Data records:
= = =
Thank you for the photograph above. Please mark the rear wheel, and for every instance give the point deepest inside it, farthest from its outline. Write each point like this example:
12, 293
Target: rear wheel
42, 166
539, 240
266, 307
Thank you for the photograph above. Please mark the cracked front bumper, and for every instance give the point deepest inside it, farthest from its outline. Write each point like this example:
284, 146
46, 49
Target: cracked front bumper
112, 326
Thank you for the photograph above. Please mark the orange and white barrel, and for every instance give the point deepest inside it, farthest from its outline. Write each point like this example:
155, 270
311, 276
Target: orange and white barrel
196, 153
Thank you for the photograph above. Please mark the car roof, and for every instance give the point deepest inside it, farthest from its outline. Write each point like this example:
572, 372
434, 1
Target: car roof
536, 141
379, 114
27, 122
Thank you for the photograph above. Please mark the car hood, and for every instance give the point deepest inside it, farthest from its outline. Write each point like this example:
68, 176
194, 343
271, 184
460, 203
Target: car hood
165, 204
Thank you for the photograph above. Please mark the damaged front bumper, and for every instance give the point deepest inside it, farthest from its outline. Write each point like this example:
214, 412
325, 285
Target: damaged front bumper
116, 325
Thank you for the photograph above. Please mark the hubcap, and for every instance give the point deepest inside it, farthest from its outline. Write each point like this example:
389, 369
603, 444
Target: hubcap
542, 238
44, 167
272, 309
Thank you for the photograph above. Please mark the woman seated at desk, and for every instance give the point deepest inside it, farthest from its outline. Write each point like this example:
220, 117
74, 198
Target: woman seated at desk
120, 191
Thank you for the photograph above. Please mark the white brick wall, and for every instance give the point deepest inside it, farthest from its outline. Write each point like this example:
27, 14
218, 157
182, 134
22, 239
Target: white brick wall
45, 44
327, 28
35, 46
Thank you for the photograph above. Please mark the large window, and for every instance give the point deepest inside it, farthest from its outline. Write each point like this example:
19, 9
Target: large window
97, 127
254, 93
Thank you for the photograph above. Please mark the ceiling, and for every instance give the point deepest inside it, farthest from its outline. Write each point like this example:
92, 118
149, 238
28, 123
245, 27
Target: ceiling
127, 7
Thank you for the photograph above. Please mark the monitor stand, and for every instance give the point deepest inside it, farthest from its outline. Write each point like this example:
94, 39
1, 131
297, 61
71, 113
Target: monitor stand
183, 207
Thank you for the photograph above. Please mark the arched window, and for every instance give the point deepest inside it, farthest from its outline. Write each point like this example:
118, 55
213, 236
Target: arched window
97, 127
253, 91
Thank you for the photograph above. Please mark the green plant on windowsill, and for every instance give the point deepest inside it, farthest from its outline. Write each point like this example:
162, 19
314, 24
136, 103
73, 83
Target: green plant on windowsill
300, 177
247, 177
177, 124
= = =
EXERCISE: Rescale the lines from the one containing "Thank you for the photograph above. Please mark the arched" through the end of the records, and rewrite only those lines in full with the requests included. Multiply every answer point coordinate by 2.1 and round to the nearest whole number, with halves rounded up, but leave the numbers in the requests and their format samples unchanged.

TASK SOLUTION:
Thank you for the photograph above. Please mark the arched window, and for every instance give the point deepest inside it, farthest from its outline. Write each point like this example:
118, 55
213, 236
Target: arched window
204, 267
531, 191
Thank you for the photograph above. Please mark the green plant on windowsill, and for every instance give the point deepest inside it, farthest from its outline. Write each point like this example:
162, 19
314, 24
136, 103
73, 83
Target: green plant on windowsill
630, 372
519, 372
372, 260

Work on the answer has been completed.